#### [Supplied data]
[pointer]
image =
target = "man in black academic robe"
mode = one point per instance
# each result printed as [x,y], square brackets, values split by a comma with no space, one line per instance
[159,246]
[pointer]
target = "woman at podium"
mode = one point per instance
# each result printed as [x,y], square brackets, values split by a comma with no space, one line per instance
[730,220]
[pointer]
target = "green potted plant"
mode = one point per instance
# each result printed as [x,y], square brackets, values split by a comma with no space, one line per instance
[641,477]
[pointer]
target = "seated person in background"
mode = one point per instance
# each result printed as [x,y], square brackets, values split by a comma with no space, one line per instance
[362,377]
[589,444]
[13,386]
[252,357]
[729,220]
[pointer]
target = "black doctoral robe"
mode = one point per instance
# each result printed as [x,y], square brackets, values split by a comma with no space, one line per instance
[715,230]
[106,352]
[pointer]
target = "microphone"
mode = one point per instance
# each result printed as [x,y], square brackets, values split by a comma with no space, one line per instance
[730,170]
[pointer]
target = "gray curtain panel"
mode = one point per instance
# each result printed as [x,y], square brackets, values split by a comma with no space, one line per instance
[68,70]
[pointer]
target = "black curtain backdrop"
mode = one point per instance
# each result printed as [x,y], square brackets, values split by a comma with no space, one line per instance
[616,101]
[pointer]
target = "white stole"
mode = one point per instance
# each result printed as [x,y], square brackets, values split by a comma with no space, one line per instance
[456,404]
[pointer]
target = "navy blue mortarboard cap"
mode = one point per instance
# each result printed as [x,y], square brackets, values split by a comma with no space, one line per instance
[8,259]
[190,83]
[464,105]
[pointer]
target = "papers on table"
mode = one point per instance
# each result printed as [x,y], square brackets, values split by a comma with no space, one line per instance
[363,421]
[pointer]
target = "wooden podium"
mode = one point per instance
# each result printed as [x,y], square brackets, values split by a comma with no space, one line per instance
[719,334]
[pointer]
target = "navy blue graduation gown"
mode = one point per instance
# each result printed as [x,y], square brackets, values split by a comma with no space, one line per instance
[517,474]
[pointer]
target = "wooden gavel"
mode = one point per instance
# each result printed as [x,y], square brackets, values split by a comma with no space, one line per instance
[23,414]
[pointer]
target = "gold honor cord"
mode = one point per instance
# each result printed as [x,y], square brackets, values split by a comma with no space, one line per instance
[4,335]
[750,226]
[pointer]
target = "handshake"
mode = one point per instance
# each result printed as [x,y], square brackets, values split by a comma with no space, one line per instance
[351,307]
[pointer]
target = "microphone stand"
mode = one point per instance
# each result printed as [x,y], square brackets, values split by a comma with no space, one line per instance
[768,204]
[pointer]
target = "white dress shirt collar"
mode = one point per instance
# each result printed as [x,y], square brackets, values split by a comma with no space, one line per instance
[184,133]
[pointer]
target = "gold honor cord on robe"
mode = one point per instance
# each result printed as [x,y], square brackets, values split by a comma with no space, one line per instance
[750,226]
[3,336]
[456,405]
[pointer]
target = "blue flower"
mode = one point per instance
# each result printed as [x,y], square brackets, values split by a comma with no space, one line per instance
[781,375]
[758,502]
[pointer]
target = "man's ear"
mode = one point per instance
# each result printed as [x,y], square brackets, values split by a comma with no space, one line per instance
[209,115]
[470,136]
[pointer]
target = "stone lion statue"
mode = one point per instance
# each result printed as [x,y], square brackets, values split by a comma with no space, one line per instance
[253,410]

#### [Stated problem]
Repeat the data verbatim.

#### [Task solution]
[pointer]
image =
target = "man in black academic robe"
mode = one point per instance
# each result printed as [x,y], square brackets, values split by a comma with no space, one line per instance
[159,246]
[pointer]
target = "woman at podium"
mode = one point per instance
# each result printed as [x,y], square brackets, values split by a comma with no space, one line per instance
[730,220]
[pointer]
target = "green potted plant"
mode = one point per instance
# each result printed as [x,y], square brackets, values split by a comma with no space, one line per instance
[641,477]
[pointer]
target = "seated person in background"
mode = one point per instance
# each result printed as [x,y], square brackets, values split by a comma with no space, one line per instance
[362,377]
[589,444]
[13,386]
[252,357]
[729,220]
[pointer]
target = "black doctoral robe"
mode = one point per instance
# each result printed as [x,y], square brackets, values split by a comma with no space, one line per instance
[715,230]
[106,352]
[pointer]
target = "microphone"
mode = one point per instance
# each result printed as [x,y], square brackets, values split by a comma with no space, one line per instance
[730,170]
[pointer]
target = "gray curtain panel"
mode = one point per instance
# each result printed as [x,y], square brackets, values split by a comma with no space, one line per instance
[68,70]
[pointer]
target = "black curtain backdrop"
mode = one point per instance
# each result printed as [x,y], square brackets, values split by a comma with no space, one line per instance
[616,101]
[pointer]
target = "white stole"
mode = one point per instance
# each result printed as [x,y], square brackets, values split by a comma with no space, one line per instance
[456,404]
[pointer]
target = "navy blue mortarboard cap"
mode = one point per instance
# each result printed as [x,y], square brackets, values split by a comma with no space, one line per instance
[8,259]
[190,83]
[464,105]
[pointer]
target = "papers on table"
mode = one point per instance
# each result printed as [x,y], square brackets, values split by a comma with no space, one line per instance
[363,421]
[pointer]
target = "wooden podium"
mode = one point per instance
# each result printed as [x,y], square brackets, values split by a comma with no space, one line per instance
[719,334]
[pointer]
target = "navy blue graduation gown"
mode = one point per instance
# each result printed as [x,y], square brackets, values split by a comma with no space, one line per instance
[517,474]
[pointer]
target = "wooden gavel"
mode = one point per instance
# each result printed as [x,y], square brackets, values split by a comma with no space, one line per instance
[23,414]
[pointer]
target = "gold honor cord"
mode = one point per instance
# each result printed as [x,y], square brackets, values split by a comma with no space, one line per instance
[4,335]
[750,226]
[pointer]
target = "handshake"
mode = one point per instance
# each result printed as [x,y], square brackets, values split by a comma with no space, one line per instance
[351,307]
[pointer]
target = "microphone stand"
mode = one point per instance
# each result printed as [x,y], square brackets, values split by a comma with no space, one line per instance
[768,204]
[pointer]
target = "white dress shirt collar"
mode = one point per instance
# each result printed as [x,y], square brackets, values split by a comma with no space, one line per instance
[184,133]
[pointer]
target = "gold honor cord on robe"
mode = one point per instance
# each result printed as [x,y], square brackets, values split by a comma with no space, one line per instance
[750,226]
[3,336]
[456,405]
[pointer]
target = "blue flower"
mode = one point per instance
# each result printed as [x,y], square brackets, values split by a comma with no space, one line per instance
[781,375]
[758,502]
[pointer]
target = "man's ear"
mode = one point per instance
# each result printed as [x,y], square brackets, values split by a comma with no space, one line per instance
[209,115]
[470,136]
[pointer]
target = "stone lion statue"
mode = one point per instance
# each result printed as [x,y], square brackets, values split by a comma with no space, one line per instance
[253,410]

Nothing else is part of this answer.